Collect every line of the records below that contains the word "glare".
── SOURCE MATERIAL ──
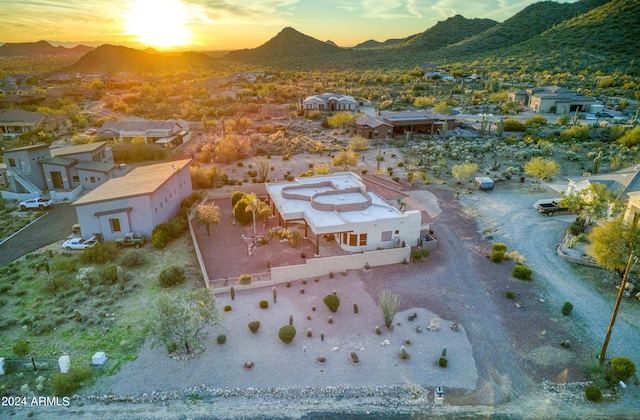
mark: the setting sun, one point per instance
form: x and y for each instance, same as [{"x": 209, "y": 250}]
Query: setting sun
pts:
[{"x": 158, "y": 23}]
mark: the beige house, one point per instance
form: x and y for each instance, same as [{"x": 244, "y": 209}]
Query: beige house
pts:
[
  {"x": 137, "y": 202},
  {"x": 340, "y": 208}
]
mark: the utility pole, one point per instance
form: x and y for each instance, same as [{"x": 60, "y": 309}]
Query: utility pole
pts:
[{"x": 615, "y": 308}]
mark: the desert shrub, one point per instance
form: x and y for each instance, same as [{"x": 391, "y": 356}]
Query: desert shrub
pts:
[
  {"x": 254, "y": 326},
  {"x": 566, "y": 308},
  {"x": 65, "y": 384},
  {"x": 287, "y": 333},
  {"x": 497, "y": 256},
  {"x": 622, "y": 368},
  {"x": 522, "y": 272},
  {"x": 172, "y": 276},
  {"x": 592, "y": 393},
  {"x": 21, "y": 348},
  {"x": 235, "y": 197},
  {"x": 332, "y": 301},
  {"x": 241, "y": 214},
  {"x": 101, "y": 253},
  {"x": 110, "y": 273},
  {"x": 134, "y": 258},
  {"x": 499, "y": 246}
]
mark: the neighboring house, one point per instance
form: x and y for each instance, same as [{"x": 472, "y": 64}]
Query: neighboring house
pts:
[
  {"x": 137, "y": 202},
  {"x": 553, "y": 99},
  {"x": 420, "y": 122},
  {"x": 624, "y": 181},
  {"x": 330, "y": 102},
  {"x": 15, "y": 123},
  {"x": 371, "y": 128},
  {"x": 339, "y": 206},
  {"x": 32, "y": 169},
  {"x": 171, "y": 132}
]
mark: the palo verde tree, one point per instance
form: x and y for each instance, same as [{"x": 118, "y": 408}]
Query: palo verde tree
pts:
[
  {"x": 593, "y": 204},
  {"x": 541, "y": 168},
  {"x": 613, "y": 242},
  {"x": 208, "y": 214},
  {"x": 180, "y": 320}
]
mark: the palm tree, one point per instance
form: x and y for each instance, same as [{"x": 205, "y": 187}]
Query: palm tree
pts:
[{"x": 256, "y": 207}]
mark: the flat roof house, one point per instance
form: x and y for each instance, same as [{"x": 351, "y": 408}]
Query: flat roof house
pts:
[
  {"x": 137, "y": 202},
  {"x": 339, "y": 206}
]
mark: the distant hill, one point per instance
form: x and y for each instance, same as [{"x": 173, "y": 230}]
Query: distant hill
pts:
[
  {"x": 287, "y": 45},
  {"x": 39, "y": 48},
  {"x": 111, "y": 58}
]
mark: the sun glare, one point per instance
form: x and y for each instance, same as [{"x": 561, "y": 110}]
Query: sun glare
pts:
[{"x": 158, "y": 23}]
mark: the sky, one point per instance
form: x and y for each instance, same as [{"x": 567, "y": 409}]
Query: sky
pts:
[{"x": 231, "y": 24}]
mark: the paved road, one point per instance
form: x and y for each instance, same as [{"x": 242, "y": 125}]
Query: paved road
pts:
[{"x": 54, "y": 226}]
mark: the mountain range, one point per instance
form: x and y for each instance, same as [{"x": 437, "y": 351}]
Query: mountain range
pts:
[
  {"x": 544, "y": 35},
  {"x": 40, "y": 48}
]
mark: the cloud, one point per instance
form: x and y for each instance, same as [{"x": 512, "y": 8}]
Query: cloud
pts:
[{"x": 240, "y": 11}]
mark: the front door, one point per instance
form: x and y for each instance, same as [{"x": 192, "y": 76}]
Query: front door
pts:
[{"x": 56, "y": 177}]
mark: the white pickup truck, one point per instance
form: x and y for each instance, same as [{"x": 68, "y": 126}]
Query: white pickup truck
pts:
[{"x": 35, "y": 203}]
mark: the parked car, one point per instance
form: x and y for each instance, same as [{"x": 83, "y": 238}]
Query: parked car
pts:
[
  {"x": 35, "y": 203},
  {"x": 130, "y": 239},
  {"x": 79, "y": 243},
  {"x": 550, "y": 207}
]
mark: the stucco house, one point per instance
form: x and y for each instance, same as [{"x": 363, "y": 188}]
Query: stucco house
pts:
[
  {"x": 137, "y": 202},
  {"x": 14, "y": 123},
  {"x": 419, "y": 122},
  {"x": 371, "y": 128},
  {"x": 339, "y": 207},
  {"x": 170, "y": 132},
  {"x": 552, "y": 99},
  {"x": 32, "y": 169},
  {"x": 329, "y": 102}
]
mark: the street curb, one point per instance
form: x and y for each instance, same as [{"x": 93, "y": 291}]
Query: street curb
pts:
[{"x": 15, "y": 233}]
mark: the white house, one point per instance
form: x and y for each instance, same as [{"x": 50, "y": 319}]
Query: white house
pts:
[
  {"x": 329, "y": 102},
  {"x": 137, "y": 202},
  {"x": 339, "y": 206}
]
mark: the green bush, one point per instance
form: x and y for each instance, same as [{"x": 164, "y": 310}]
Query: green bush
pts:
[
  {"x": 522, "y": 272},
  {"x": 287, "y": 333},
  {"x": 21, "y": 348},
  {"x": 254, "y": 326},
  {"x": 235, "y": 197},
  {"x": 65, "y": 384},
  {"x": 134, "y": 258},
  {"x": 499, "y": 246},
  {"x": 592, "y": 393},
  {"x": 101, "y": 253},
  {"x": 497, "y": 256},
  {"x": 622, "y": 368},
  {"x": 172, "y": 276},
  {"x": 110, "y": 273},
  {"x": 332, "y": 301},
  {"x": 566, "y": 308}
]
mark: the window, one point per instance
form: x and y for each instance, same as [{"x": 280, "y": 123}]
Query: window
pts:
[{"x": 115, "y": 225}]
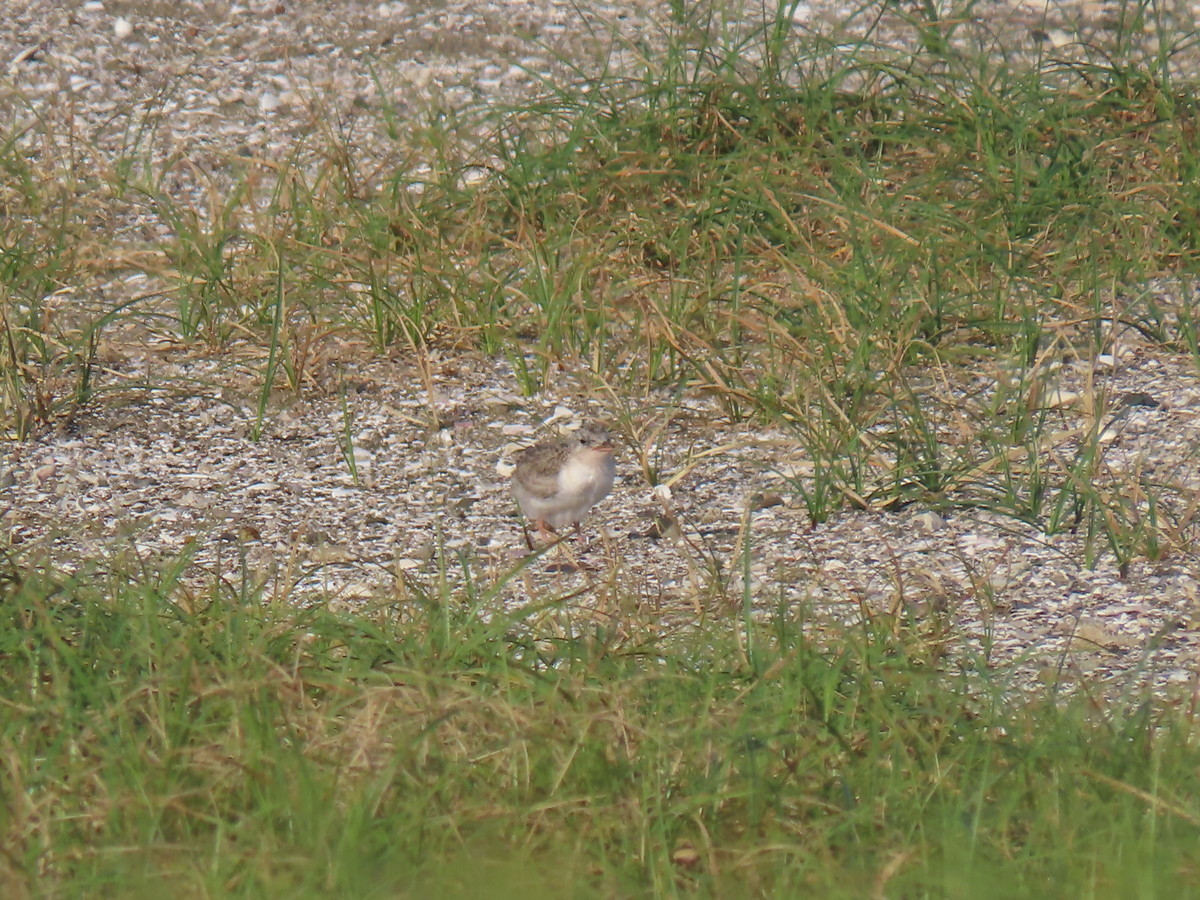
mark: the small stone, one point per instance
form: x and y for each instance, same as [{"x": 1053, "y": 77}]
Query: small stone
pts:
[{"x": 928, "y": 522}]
───
## YOUR RESPONSE
mark: the sun glare, one point per instance
Query: sun glare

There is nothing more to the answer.